== Segment start ==
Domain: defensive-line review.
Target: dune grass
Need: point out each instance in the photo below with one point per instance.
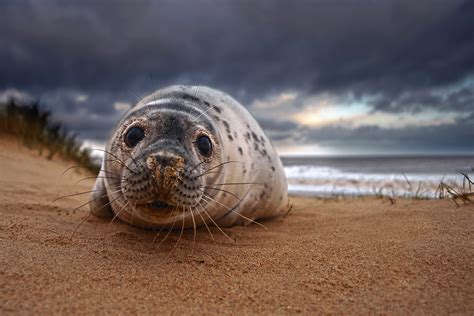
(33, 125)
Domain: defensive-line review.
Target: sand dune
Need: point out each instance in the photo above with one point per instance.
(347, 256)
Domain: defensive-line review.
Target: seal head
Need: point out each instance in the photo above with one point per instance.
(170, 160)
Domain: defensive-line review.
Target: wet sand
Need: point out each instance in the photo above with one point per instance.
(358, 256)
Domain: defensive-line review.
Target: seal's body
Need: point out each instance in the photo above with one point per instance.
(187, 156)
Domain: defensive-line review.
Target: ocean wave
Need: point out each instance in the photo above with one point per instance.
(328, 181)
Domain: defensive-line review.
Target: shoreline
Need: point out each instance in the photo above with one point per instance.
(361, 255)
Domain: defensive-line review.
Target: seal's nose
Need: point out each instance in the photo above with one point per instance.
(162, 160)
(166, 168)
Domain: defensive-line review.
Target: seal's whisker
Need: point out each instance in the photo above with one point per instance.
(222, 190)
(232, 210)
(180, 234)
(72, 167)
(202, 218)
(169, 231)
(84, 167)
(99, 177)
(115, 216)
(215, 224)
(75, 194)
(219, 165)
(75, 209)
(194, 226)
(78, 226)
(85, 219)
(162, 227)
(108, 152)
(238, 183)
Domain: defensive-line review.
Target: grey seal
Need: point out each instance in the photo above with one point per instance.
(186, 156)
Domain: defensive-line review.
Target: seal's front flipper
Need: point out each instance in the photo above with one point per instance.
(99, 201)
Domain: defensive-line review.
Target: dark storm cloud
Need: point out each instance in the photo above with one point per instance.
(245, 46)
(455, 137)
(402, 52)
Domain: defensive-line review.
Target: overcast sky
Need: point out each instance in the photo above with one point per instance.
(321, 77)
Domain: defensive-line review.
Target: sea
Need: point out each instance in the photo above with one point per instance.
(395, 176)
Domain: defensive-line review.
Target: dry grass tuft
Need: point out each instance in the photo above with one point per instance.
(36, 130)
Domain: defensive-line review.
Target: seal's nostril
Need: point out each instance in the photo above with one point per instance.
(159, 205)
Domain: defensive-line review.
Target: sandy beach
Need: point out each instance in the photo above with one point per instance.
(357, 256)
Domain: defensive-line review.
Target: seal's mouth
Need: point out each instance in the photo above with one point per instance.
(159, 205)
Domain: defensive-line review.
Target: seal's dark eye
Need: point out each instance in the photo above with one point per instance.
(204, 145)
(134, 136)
== Segment end ==
== Segment start ==
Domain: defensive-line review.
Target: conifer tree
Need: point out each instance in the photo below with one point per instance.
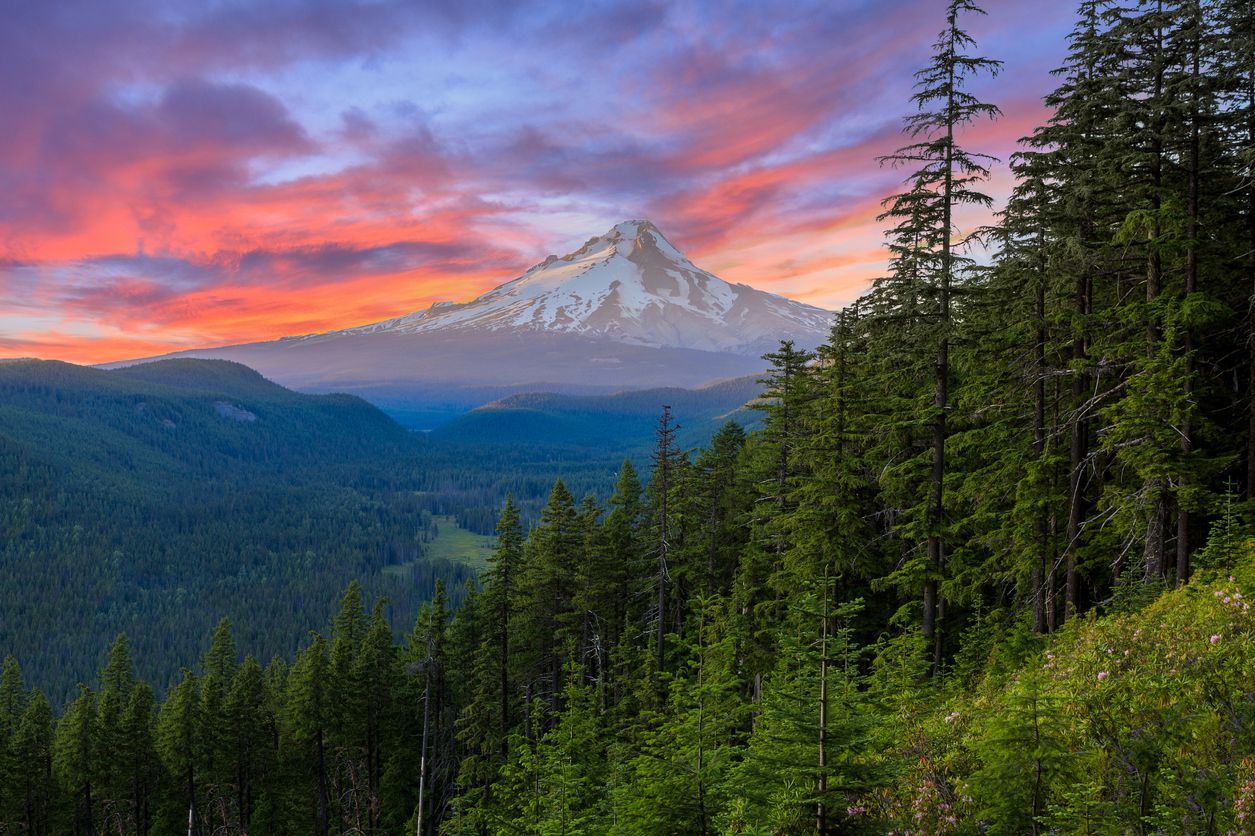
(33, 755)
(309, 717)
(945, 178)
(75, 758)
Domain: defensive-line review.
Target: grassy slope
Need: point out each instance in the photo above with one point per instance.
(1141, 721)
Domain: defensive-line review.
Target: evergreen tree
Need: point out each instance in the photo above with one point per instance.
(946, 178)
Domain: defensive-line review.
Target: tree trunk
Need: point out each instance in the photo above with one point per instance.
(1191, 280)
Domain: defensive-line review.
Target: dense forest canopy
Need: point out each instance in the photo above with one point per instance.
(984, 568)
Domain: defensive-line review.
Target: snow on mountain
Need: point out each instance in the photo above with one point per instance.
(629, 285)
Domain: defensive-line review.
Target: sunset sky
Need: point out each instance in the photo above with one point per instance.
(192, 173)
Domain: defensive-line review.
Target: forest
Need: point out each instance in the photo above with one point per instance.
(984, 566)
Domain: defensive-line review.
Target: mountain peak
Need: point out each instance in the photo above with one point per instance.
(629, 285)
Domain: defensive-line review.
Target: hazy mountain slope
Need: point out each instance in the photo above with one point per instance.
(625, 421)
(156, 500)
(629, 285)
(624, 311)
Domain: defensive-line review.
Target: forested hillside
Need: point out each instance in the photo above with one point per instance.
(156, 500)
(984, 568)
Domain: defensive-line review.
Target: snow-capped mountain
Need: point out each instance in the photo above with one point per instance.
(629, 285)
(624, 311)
== Segment end ==
## Directions for this task
The output should be exactly the lines above from the line containing "Target: seal's nose" to the line containing "Target: seal's whisker", inclusive, with no other lines.

## Answer to this task
Target: seal's nose
Need: point out each instance in the photo above with one point per instance.
(162, 160)
(166, 168)
Domain: defensive-line review.
Target: seal's whisker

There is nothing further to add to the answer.